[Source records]

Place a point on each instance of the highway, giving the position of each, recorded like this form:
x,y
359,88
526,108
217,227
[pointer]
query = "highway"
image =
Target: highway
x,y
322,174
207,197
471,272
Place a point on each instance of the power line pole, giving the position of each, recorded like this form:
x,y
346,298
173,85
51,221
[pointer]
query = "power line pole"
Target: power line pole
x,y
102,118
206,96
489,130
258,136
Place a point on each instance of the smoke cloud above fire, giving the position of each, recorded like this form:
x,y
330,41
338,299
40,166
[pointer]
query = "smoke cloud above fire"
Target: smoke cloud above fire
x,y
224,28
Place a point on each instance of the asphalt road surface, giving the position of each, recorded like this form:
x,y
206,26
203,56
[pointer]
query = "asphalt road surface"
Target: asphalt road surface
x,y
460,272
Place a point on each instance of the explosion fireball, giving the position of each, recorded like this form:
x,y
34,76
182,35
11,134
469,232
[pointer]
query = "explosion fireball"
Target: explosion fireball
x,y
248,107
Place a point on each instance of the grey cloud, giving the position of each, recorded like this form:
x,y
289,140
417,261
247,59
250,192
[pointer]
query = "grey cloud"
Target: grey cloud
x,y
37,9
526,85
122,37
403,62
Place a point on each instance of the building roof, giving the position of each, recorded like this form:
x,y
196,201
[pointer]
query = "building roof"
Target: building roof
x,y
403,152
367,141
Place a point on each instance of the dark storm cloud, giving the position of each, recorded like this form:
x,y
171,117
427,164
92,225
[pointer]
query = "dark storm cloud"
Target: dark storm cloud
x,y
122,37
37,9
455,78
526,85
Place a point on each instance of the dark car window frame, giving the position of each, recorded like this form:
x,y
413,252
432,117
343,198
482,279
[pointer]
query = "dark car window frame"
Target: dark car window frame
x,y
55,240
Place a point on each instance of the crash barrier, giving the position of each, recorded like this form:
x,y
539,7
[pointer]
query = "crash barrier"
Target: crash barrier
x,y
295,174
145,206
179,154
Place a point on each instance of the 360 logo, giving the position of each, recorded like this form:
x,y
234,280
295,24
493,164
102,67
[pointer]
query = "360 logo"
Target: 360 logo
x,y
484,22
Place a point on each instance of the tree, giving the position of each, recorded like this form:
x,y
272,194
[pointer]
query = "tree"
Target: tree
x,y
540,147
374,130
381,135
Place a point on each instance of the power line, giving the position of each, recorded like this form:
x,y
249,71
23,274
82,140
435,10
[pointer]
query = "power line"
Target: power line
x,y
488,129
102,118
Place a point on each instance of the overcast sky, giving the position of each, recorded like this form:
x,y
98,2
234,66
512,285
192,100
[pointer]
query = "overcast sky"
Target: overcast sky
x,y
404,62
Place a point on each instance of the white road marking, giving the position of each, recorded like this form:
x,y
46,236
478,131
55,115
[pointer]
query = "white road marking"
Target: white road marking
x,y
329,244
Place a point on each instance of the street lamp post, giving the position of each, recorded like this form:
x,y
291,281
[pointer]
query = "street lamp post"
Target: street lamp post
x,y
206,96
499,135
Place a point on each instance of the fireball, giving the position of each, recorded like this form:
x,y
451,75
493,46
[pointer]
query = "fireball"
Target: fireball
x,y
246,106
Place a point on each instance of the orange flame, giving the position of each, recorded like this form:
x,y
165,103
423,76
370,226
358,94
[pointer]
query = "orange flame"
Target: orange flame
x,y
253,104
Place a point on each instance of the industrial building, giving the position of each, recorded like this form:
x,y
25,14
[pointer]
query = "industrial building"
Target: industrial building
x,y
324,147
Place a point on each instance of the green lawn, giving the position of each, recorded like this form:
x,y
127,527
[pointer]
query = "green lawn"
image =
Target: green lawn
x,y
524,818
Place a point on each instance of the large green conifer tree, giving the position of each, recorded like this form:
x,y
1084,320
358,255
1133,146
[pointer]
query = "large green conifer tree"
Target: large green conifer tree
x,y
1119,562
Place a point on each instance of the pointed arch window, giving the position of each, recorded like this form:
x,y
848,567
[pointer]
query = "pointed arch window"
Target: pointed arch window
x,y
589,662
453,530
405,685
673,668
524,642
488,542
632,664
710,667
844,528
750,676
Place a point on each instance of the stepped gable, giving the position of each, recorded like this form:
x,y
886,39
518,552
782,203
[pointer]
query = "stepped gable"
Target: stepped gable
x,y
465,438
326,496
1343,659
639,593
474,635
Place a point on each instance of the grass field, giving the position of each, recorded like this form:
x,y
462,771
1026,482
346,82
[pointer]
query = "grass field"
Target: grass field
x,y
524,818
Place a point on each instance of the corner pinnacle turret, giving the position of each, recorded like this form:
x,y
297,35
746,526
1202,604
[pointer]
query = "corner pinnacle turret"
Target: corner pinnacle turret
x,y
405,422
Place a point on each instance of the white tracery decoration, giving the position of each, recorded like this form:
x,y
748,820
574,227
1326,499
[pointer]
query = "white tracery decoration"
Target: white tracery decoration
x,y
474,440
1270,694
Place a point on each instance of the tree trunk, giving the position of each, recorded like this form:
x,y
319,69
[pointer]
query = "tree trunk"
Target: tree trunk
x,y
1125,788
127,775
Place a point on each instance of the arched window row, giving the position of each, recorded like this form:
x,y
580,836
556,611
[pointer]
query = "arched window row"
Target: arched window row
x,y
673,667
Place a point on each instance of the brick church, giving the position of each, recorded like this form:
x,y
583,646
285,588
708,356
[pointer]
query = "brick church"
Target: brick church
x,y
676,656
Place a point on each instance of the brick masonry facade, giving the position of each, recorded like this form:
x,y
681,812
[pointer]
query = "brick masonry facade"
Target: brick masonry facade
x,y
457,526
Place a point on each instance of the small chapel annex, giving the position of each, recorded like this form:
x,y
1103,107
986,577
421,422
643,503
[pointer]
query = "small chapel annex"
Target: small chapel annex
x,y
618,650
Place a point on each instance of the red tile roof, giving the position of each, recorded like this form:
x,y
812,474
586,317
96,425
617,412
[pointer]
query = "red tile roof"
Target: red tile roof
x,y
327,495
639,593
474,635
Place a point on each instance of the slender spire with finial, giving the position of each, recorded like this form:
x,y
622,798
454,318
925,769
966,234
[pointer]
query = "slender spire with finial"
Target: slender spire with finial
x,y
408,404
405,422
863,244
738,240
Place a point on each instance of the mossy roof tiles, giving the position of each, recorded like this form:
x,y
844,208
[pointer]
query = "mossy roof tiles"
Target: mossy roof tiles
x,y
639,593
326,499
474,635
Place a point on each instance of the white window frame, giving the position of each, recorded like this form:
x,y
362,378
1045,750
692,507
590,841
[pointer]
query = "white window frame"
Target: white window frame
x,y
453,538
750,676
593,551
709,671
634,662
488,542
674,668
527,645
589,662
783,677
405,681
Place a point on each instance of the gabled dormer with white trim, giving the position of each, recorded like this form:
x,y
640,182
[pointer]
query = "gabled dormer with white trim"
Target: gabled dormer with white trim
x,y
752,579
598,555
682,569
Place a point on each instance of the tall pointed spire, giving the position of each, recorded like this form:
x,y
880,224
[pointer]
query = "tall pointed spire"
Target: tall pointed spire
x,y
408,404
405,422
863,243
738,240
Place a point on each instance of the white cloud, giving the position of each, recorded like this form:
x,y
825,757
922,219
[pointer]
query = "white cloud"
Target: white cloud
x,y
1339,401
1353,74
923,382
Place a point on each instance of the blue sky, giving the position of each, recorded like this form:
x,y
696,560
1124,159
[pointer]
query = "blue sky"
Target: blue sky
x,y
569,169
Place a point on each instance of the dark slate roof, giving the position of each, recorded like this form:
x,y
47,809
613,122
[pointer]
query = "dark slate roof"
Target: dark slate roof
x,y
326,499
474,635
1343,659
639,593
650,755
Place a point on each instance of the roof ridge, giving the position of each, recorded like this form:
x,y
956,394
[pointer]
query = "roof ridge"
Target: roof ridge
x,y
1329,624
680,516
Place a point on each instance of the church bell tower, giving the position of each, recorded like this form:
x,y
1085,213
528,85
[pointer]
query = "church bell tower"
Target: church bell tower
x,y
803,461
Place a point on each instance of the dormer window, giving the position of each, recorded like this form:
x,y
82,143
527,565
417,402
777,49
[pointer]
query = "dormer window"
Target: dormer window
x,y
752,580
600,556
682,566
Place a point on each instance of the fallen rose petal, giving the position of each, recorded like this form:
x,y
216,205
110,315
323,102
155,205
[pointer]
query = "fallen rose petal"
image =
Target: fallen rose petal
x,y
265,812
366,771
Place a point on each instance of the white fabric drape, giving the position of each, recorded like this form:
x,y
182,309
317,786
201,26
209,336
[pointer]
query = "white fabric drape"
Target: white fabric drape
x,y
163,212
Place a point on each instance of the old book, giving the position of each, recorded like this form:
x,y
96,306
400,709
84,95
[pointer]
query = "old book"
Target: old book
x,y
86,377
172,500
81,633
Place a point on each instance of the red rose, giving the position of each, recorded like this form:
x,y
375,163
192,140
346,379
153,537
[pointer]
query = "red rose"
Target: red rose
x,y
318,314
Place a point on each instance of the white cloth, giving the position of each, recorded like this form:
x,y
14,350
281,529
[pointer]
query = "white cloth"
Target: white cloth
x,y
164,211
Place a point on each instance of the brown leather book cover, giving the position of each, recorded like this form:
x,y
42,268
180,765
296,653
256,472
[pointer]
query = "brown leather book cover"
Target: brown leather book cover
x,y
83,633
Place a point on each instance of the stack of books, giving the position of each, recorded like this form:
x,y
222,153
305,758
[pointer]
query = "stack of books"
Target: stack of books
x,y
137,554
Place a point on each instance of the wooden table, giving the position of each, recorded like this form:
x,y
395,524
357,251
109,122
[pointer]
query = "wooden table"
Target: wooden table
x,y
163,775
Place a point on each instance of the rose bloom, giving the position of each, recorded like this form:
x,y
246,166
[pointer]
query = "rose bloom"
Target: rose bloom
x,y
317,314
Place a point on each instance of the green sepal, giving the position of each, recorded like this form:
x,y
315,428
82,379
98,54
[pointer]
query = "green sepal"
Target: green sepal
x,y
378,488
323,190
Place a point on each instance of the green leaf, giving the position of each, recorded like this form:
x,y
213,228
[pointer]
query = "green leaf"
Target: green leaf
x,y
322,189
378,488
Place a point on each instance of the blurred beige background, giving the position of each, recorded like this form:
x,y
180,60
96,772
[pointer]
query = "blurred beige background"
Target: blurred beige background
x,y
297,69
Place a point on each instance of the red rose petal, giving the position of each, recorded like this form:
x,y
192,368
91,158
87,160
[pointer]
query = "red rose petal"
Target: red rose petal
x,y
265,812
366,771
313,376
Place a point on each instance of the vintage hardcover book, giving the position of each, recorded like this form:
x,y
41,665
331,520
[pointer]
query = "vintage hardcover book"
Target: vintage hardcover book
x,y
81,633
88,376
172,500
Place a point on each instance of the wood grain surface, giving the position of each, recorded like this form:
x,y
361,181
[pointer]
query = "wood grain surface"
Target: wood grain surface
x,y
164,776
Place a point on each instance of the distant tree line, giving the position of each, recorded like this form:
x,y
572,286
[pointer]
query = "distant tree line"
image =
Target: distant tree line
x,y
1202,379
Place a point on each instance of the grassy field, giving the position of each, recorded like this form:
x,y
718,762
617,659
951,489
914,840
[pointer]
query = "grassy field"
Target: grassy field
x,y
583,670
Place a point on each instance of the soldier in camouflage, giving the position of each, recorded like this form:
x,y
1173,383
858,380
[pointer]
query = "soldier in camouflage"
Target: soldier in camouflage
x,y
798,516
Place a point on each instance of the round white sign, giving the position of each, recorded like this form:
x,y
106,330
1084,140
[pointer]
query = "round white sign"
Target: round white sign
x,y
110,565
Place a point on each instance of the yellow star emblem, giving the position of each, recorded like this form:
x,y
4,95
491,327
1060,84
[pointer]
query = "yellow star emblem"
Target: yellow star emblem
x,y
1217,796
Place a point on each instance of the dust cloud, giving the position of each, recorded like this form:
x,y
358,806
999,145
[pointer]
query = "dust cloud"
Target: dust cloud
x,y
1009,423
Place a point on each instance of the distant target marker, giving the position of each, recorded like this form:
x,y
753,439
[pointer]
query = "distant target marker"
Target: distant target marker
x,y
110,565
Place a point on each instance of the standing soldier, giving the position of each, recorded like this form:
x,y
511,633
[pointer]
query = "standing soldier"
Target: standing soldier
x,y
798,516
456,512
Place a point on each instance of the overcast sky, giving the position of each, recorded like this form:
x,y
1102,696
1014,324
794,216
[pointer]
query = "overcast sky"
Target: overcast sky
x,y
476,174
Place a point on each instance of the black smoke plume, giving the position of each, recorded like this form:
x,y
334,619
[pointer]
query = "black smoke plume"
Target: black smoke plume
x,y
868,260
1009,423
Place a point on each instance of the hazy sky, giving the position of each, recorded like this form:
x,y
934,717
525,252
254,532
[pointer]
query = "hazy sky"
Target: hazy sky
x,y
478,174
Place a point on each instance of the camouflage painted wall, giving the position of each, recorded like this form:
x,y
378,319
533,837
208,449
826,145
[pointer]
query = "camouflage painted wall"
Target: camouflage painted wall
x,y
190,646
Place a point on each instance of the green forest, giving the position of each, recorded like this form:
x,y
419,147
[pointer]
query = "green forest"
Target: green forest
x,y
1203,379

● **GOAL OF THE EXERCISE**:
Set down only these lines, exactly: the line containing "Place a point on each instance of the soldier" and each line after it, through the end of the listing.

● **EXPECTED OUTPUT**:
Place a point on each instance of the soldier in camouflage, giving the position of each, recorded like this form:
x,y
1173,383
858,380
[pointer]
query = "soldier in camouflage"
Target: soldier in camouflage
x,y
798,516
Place a point on each instance of the round white sign, giving the position of each, recorded like this form:
x,y
106,330
1084,140
[pointer]
query = "round white sign"
Target: round white sign
x,y
110,565
Place a point on each instance of the yellow star emblem, giving the position of each, recorded like this form:
x,y
4,95
491,327
1060,84
[pointer]
query = "yellow star emblem"
Target: yellow star emblem
x,y
1217,796
Place a point on each instance of the dust cloud, giving the position of each, recorded like this form:
x,y
358,806
999,145
[pointer]
query = "dust cloud"
Target: dust cloud
x,y
1009,423
Place a point on each instance of the distant target marker, giving the position of each, recorded like this form:
x,y
753,439
[pointer]
query = "distant target marker"
Target: distant target marker
x,y
110,565
Place a point on each instance of the standing soldier, giving the position of each, recorded like this form:
x,y
511,633
[pointer]
query = "standing soldier"
Target: standing soldier
x,y
798,516
456,512
Place a point on each instance of the overcast sky, giving the position of each, recorded like this form:
x,y
1102,696
1014,324
794,216
[pointer]
query = "overcast sky"
Target: overcast sky
x,y
476,174
Place a point on each instance of the black smoke plume, giving the position of each, recorded like this form:
x,y
334,619
[pointer]
query = "black smoke plume"
Target: black smoke plume
x,y
868,260
1009,423
Place a point on each instance of the hazy sky, giving the position of each, recorded like this form:
x,y
934,717
525,252
254,532
[pointer]
query = "hazy sky"
Target: hazy sky
x,y
478,174
Place a point on each instance of the camouflage painted wall, giving the position of each, recorded like this form:
x,y
378,319
533,837
208,449
826,145
[pointer]
query = "camouflage painted wall"
Target: camouflage painted wall
x,y
190,646
Place a point on each instance of the green forest, giving the position of each, recorded like this form:
x,y
419,147
[pointer]
query = "green forest"
Target: green forest
x,y
1203,379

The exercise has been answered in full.